Data for processing

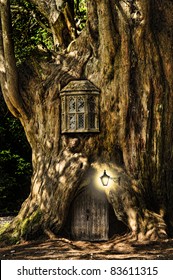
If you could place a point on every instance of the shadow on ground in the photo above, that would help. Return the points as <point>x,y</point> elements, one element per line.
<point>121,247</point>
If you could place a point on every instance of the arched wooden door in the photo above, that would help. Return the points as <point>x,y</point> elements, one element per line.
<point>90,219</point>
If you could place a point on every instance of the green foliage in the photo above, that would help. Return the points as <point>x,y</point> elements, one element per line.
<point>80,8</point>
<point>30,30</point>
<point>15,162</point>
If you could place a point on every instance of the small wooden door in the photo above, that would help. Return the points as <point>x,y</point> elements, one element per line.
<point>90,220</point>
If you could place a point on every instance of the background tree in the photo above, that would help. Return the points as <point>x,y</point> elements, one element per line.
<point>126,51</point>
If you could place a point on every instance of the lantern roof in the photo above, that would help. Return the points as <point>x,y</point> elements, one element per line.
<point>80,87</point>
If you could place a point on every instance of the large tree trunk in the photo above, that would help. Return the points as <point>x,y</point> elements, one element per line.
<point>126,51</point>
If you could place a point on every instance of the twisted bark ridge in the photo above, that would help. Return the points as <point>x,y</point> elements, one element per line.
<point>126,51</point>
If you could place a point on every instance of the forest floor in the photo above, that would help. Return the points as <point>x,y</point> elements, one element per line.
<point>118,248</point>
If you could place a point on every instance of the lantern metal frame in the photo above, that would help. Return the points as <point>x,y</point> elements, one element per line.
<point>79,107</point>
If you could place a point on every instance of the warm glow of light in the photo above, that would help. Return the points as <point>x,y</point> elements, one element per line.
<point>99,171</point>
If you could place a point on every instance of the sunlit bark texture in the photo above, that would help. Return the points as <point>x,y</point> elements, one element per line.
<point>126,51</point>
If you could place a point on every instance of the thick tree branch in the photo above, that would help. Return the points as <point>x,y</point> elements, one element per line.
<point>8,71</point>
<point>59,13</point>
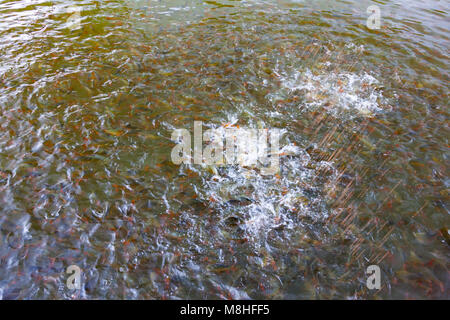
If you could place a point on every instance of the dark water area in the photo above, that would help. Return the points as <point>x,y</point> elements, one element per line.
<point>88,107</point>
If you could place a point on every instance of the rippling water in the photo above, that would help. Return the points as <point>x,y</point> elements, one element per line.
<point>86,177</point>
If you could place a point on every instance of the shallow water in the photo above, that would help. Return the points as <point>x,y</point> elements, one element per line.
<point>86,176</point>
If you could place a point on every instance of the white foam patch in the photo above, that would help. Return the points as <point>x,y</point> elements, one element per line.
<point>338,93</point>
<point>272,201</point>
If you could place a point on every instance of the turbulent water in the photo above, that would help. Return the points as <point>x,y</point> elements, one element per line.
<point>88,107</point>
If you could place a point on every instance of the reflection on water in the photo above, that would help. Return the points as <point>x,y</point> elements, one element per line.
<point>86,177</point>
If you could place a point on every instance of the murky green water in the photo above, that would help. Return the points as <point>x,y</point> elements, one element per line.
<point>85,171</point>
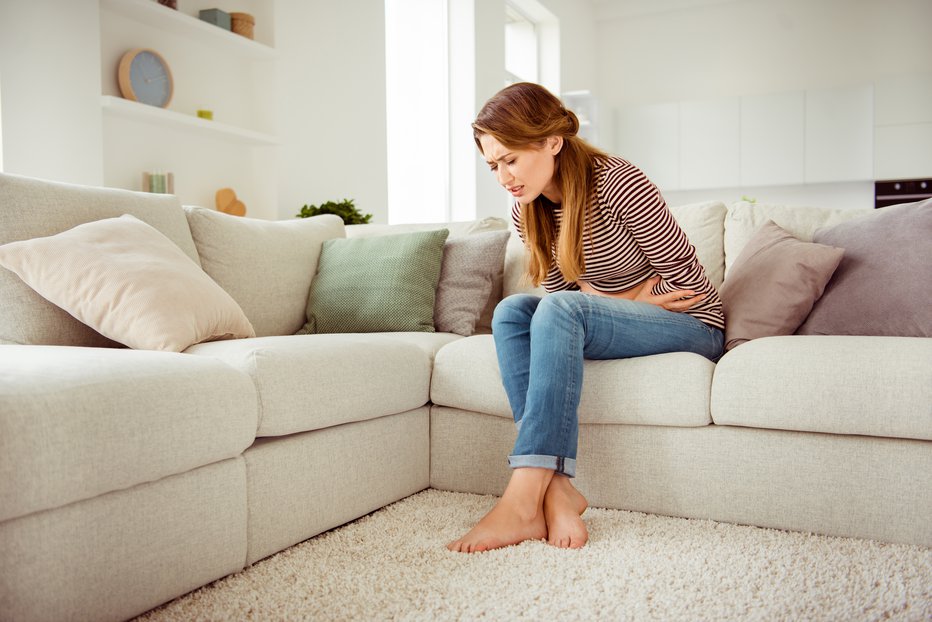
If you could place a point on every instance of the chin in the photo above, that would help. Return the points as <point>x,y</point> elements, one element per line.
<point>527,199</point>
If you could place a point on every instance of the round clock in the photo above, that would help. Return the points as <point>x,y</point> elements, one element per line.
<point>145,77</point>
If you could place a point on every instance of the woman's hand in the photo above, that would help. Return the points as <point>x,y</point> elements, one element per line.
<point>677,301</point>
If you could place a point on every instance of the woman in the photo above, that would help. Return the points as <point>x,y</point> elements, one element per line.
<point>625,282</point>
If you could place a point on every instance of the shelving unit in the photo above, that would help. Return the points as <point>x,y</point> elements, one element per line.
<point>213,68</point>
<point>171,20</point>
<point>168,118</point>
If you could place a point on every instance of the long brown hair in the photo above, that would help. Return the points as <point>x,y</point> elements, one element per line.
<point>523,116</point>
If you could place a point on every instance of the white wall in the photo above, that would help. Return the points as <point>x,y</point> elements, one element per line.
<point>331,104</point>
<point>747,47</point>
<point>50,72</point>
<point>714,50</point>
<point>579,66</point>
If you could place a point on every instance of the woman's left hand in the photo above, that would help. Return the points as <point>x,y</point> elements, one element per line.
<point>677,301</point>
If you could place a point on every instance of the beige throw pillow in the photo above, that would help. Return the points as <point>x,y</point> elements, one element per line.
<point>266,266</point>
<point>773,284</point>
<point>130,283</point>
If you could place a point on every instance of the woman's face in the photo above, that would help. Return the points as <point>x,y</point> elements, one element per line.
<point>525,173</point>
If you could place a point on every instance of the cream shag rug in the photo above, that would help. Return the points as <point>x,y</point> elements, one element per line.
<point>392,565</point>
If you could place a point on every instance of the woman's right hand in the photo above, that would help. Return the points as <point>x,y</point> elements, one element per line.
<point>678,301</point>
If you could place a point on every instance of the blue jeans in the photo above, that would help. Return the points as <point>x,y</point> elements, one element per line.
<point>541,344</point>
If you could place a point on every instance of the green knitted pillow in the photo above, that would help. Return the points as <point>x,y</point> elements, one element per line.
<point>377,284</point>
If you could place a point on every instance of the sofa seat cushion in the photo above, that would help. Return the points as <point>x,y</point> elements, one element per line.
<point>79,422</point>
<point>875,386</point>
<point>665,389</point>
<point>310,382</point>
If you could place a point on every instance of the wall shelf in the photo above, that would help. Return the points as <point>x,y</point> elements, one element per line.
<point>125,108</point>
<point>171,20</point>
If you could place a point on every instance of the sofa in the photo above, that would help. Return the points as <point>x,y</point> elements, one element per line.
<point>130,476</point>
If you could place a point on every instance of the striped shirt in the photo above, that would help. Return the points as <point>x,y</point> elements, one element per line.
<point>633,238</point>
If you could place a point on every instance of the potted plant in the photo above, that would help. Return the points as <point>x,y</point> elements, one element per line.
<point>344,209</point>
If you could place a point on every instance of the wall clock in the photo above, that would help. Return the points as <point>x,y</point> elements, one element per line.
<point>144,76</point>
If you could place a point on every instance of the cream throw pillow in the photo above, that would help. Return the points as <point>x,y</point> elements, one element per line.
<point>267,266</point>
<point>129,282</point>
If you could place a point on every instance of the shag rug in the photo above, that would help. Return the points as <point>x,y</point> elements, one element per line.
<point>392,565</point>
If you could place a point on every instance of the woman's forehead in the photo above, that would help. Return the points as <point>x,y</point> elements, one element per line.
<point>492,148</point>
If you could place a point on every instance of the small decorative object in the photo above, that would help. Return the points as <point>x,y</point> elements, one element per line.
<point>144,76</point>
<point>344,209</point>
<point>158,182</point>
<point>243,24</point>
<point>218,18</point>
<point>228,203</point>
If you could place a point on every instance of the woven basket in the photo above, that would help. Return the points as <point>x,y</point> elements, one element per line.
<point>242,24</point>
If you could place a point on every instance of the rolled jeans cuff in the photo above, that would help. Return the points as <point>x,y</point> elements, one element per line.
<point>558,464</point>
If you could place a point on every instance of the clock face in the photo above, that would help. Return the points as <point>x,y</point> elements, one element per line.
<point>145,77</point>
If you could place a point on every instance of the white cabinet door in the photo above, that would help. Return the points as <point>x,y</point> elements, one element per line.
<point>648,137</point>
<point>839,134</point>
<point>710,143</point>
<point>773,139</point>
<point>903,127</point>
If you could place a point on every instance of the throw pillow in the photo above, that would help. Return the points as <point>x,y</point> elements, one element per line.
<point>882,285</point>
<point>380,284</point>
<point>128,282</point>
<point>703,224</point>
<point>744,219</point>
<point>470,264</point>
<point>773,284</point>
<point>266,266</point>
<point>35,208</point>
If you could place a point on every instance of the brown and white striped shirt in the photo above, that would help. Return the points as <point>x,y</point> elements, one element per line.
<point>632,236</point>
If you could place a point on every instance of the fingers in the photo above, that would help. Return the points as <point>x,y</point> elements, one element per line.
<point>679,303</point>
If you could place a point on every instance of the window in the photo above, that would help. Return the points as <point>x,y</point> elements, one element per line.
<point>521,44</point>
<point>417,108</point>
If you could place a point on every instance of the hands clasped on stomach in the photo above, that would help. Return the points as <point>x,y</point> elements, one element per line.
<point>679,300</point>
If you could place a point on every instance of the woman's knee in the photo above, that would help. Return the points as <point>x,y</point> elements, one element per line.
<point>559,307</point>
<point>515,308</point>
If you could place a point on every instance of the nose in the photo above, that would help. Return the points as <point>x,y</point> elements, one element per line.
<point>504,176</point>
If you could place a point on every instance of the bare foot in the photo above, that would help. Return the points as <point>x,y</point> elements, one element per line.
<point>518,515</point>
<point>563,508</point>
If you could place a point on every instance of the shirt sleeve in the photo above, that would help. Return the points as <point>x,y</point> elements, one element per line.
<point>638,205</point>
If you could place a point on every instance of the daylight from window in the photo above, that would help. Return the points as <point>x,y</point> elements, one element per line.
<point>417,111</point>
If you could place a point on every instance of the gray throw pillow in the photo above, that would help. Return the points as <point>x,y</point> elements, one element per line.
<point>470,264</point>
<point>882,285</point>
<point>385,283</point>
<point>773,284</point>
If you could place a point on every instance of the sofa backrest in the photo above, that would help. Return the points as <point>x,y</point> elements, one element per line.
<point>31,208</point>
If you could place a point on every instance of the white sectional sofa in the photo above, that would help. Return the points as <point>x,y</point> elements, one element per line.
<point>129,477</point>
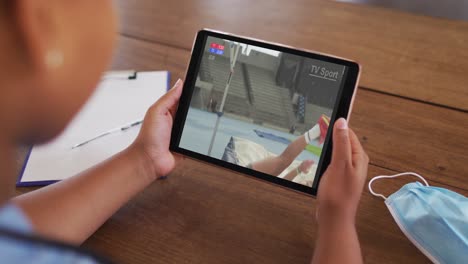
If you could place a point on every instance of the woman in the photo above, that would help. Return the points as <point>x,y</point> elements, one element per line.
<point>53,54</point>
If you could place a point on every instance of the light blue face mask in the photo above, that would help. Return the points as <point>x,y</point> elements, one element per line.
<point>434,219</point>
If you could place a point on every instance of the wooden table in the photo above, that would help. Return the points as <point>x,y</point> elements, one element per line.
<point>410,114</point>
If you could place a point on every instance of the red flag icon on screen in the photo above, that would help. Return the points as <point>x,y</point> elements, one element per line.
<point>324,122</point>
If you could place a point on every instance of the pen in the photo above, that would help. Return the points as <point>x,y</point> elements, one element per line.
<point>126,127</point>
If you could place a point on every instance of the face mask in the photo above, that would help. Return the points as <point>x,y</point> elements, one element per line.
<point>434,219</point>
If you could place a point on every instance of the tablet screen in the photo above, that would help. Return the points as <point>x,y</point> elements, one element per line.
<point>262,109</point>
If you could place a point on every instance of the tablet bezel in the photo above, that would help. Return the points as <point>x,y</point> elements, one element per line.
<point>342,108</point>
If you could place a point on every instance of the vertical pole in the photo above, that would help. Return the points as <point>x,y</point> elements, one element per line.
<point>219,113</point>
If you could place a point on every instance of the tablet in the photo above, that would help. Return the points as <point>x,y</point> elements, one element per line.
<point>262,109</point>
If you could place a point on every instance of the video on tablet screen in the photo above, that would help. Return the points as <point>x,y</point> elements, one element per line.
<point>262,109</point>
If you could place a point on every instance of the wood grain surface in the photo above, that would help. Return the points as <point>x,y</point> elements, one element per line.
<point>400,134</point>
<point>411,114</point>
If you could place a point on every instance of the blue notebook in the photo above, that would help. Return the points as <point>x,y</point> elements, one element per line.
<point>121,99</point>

Prompt
Respond with the exact lines running from the one that contains "the tablet screen" through the last line of the data above, and no other lines.

Final answer
If you could place a point on every instance of the tablet screen in the photo above, that would help. Return the points as <point>x,y</point> elements, one element per line.
<point>262,109</point>
If you could place a point on every instance of the tablet bezel in the photo above, that would help. Return the points as <point>x,y</point> elements, one element per line.
<point>342,108</point>
If you could place a point on every instance of the vertical pole in the photo above, that would help. Return the points as <point>x,y</point> elements, one element per line.
<point>219,113</point>
If you could place a point on every instance of the tablet in the photo above, that would help. Return the points as <point>x,y</point> elements, one element per line.
<point>262,109</point>
If you could place a point on every instance of the video on tablet screen in the photo above, that would help. Return the points as <point>x,y</point> elements, one element per line.
<point>262,109</point>
If you could place a point on every instance of the wood grain surface in the photo above, that would help. Return the points as <point>x,y</point> elements, one element per line.
<point>400,134</point>
<point>411,114</point>
If you could place a point on every instance of the blue notebook in the photo above, that would help. Return the points as <point>x,y</point> elements, one element per line.
<point>121,99</point>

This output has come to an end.